▶ [Work required]:
In full and without alteration, give the listing again.
>> Begin Exercise input
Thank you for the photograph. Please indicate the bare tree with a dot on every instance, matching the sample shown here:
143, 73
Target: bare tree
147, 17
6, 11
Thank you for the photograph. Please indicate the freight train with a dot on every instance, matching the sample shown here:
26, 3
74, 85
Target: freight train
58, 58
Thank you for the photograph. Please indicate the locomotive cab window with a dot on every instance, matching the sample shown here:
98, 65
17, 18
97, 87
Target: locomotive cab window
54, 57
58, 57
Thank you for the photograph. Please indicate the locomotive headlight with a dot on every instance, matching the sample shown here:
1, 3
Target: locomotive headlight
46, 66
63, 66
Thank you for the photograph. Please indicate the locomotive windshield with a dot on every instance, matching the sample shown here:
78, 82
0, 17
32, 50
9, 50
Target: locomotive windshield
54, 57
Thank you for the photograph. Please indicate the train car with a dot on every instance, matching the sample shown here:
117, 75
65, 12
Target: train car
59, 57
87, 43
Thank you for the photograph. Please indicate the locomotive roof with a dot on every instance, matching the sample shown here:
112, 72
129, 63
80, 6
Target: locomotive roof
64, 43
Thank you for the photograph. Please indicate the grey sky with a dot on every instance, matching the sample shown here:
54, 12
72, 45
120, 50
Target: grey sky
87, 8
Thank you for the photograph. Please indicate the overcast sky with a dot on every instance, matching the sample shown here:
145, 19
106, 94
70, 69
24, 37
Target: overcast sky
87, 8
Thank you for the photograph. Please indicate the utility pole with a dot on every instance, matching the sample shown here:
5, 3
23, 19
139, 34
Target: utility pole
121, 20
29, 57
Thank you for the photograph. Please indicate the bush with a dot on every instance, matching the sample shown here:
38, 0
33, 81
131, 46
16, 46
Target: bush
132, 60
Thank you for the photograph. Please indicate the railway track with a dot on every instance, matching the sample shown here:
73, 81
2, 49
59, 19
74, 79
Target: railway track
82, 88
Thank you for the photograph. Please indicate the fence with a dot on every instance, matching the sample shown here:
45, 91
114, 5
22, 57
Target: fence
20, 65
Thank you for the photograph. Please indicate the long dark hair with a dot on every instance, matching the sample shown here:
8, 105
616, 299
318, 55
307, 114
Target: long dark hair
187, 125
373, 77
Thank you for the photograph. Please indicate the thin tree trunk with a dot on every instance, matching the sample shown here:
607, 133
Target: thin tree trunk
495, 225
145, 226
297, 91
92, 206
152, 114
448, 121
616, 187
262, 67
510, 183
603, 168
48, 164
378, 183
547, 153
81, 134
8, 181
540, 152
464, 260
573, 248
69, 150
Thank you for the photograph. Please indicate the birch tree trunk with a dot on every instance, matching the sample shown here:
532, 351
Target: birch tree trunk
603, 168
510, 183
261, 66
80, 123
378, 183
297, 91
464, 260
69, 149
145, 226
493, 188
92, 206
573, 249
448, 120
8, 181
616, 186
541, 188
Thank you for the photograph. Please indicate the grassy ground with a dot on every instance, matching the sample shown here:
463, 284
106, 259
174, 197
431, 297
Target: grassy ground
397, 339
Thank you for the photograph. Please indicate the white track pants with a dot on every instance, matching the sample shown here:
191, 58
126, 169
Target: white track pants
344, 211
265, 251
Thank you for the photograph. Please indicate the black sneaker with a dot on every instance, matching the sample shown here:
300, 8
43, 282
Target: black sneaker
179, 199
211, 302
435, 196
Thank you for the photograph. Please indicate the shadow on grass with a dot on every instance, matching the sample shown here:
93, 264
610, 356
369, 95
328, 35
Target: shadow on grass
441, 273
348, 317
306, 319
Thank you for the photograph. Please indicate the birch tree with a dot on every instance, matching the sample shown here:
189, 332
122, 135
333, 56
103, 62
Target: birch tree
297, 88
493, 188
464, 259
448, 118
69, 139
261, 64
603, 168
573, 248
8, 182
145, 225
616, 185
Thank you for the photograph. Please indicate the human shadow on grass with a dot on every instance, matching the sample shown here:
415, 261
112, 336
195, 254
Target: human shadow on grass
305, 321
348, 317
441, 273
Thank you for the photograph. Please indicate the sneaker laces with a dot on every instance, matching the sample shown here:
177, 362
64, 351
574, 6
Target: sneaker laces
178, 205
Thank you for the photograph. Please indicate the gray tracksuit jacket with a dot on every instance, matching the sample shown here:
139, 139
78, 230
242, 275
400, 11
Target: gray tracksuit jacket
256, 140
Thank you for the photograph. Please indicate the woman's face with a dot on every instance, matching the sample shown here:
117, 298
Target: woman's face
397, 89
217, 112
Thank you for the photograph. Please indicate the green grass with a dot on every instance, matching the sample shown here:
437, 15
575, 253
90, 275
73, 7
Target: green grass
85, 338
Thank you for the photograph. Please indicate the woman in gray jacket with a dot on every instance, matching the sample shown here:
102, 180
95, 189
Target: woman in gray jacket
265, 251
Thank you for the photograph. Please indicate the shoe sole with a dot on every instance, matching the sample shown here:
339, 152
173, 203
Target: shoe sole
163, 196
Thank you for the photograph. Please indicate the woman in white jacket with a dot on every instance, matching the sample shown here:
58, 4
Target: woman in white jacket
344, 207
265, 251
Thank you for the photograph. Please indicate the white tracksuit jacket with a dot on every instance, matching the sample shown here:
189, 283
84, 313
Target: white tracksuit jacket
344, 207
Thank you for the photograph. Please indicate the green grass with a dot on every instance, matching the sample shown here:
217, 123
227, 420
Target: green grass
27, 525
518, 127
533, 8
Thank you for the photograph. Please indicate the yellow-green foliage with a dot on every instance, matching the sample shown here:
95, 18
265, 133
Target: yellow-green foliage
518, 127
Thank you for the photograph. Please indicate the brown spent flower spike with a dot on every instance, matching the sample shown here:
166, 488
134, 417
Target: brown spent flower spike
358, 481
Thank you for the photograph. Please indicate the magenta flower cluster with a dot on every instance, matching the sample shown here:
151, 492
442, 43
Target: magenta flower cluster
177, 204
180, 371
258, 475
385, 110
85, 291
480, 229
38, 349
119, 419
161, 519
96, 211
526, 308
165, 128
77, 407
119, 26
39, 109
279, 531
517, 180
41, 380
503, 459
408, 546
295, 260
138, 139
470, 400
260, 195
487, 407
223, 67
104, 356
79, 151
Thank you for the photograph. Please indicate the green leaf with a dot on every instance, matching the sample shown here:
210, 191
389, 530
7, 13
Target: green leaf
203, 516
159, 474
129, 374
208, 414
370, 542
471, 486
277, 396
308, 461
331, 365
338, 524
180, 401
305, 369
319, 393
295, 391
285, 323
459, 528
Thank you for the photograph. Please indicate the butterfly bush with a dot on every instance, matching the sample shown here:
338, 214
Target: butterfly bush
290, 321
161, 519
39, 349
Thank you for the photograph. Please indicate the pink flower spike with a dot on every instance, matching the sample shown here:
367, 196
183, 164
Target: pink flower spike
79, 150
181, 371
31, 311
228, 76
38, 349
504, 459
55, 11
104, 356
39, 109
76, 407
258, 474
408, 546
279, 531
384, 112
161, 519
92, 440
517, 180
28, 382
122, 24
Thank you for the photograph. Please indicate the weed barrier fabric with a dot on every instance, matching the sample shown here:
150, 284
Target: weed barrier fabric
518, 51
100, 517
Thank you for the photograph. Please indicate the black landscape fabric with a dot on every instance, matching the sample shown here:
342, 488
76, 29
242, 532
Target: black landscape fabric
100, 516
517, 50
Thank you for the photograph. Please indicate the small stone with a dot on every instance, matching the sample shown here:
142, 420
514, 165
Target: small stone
>> End Exercise input
▶ [Written response]:
Thank you for the photograph. Please indicate the bare tree with a dot on every instance, matching the sample shown here:
143, 73
Target: bare tree
147, 17
6, 11
Thank you for the photograph. Please indicate the freight train with a dot on every instance, matching the sample shown here:
26, 3
74, 85
Target: freight train
58, 58
Thank you for the photograph. Please indicate the locomotive cab window with a dot on every instance, matching the sample shown here:
98, 65
17, 18
97, 87
Target: locomotive cab window
54, 57
58, 57
Thank you for the photograph. Please indicate the locomotive headlight with a dot on every instance, matching the sample shown here:
1, 3
Target: locomotive headlight
46, 66
63, 66
Thank you for the photograph. Please indicate the locomotive windshield with a dot on every instance, matching the sample shown here:
78, 82
0, 17
32, 50
9, 50
Target: locomotive windshield
54, 57
Thank you for the photograph. Please indicate the train car with a dot on every instance, matching the sample shown here:
117, 75
65, 12
Target: train car
59, 57
87, 43
Thank you for the photograph. Please indicate the locomotive roof with a dot on every instance, matching the sample shown here:
112, 72
129, 63
80, 6
Target: locomotive roof
64, 43
Thank you for the photograph. Please indicate the grey sky with a dot on every instance, matching the sample shown here:
54, 12
72, 45
120, 50
Target: grey sky
87, 8
Thank you for the photograph. Please indicate the overcast sky with a dot on every instance, matching the sample shown here:
145, 19
106, 94
70, 69
24, 37
Target: overcast sky
87, 8
Thank you for the photograph. Please indicate the utility pole with a dot on every instance, matching the sample shown here:
5, 3
23, 19
139, 34
Target: utility pole
121, 20
29, 57
Thank you for the photograph. Please indicate the bush with a dot on every instance, matching the sample shown here:
38, 0
33, 81
131, 46
16, 46
Target: bush
132, 60
Thank you for the photograph. Please indicate the railway track with a dot on every instance, matching the sample shown here:
73, 81
2, 49
59, 19
74, 79
Target: railway track
82, 88
Thank you for the photograph. Please indicate the fence with a dot on every instance, matching the sample shown here:
45, 91
114, 5
22, 57
Target: fence
20, 65
Thank you for the photograph. Please indicate the long dark hair with a dot on every instance, matching the sample shown here:
8, 105
616, 299
318, 55
307, 114
Target: long dark hair
187, 125
373, 77
Thank you for the photograph. Please indicate the thin tree trunk with a dot on every instance, matching the sample shown here:
607, 133
Target: thin tree trunk
495, 225
145, 226
297, 91
92, 206
152, 114
448, 121
616, 187
262, 67
510, 183
603, 168
48, 164
378, 183
547, 153
81, 134
8, 181
540, 152
464, 260
573, 248
69, 150
Thank you for the photograph. Please indicate the birch tree trunk with a dot on every instance, matching the sample shown here:
532, 351
Target: birch tree trunk
603, 168
510, 183
261, 66
80, 123
378, 183
297, 91
464, 260
69, 149
145, 226
493, 188
92, 206
573, 249
448, 120
8, 181
616, 186
541, 188
Thank you for the photograph. Please indicate the grassy ground with a dot on every instance, matching the sample shown here:
463, 284
106, 259
174, 197
431, 297
Target: grassy ground
397, 339
Thank you for the photograph. Please indicate the white track pants with a dot on every instance, matching the sample shown here:
191, 58
126, 169
Target: white track pants
344, 211
265, 251
Thank you for the photograph. Please indicate the black sneaker with a dot on every instance, matching the sample shown here:
300, 8
43, 282
Target: black sneaker
179, 199
211, 302
435, 196
Thank you for the photograph. Please indicate the shadow on grass with a dot on every instance, matching the sample shown here:
93, 264
610, 356
369, 95
328, 35
Target: shadow on grass
441, 273
348, 317
306, 319
Thank you for the photograph. Please indicate the birch tree with a dot on every instance, matching the sample shown here:
189, 332
122, 135
333, 56
103, 62
Target: birch tree
297, 88
493, 188
464, 259
448, 118
69, 139
261, 64
603, 168
573, 248
8, 182
145, 225
616, 185
Thank you for the photograph. Please indicate the human shadow on grass with a dot on every instance, matching the sample shown here:
415, 261
112, 336
195, 254
Target: human shadow on grass
305, 321
348, 317
441, 273
Thank you for the photograph. Please indicate the sneaker laces with a dot on every instance, matching the sample shown here:
177, 362
64, 351
574, 6
Target: sneaker laces
178, 205
Thank you for the photograph. Please indicate the gray tracksuit jacket with a dot on every instance, matching the sample shown here:
139, 139
78, 230
242, 275
400, 11
Target: gray tracksuit jacket
256, 140
Thank you for the photograph. Please indicate the woman's face with a dot on every instance, matching the sample shown here:
117, 298
Target: woman's face
397, 89
217, 112
Thank you for the photograph. Please indicate the green grass with a dot on every instance, matching the sample shown here:
437, 15
575, 253
90, 275
73, 7
Target: green grass
85, 338
Thank you for the photograph. Please indicate the woman in gray jacket with a dot on every instance, matching the sample shown here:
102, 180
95, 189
Target: woman in gray jacket
265, 251
Thank you for the photograph. Please indicate the shoe sole with a dot on every instance, matching the sample shown here:
339, 152
173, 203
Target: shoe sole
163, 196
Thank you for the photograph. Please indicate the woman in white jacket with a dot on every instance, matching the sample shown here:
58, 4
Target: woman in white jacket
344, 207
265, 251
Thank you for the photograph. Please indicate the white tracksuit jacket with a dot on every instance, matching the sample shown here:
189, 283
84, 313
Target: white tracksuit jacket
344, 207
Thank you for the photograph. Please indicate the green grass with a dot on every instance, matching the sample shown here:
217, 123
227, 420
Target: green grass
27, 525
518, 127
533, 8
Thank you for the photograph. Please indicate the yellow-green foliage with a dot on every instance, matching the sample shown here:
95, 18
265, 133
Target: yellow-green foliage
518, 127
Thank you for the photograph. Please indicate the brown spent flower spike with a dot on every instance, matching the sample shown here:
166, 488
134, 417
Target: brown spent flower spike
358, 481
Thank you for the photograph. Please indicate the magenta flower cluster with a dot on every instance, matching the sample shown here:
151, 492
442, 43
Target: magenta flower cluster
177, 204
180, 371
258, 475
385, 110
85, 291
480, 229
38, 349
119, 419
161, 519
96, 211
526, 308
165, 128
77, 407
119, 26
39, 109
279, 531
517, 180
41, 380
503, 459
408, 546
295, 260
138, 139
470, 400
260, 195
487, 407
223, 67
104, 356
79, 151
Thank you for the photograph. Please indicate the green leaf with a dot on every instance, matching the sample shown here:
210, 191
389, 530
7, 13
Target: green leaf
203, 516
159, 474
129, 374
208, 414
370, 542
471, 486
277, 396
308, 461
331, 365
338, 524
180, 401
305, 369
319, 393
295, 391
285, 323
459, 528
Thank you for the photograph. Please indicate the butterfly bush with a dot on every instance, matching the sample shown here:
338, 214
Target: butterfly bush
290, 321
161, 519
39, 349
Thank you for the photograph. Please indicate the pink flower spike with a dot on every instance, matching the sample shown here:
367, 196
183, 164
Target: pink flower spike
79, 150
181, 371
31, 311
228, 76
38, 349
504, 459
55, 11
104, 356
39, 109
76, 407
258, 474
408, 546
279, 531
384, 112
161, 519
92, 440
517, 180
28, 382
122, 24
Thank you for the photograph. Please indicate the weed barrier fabric with a dot on every instance, matching the sample shown here:
150, 284
Target: weed barrier fabric
518, 51
100, 517
Thank you for the photograph. Please indicate the black landscape fabric with a dot on every instance, matching the sample shown here:
342, 488
76, 29
242, 532
Target: black landscape fabric
100, 516
517, 50
Thank you for the photograph. Please indicate the small stone with a dot on every instance, matching the sample shown here:
142, 420
514, 165
Target: small stone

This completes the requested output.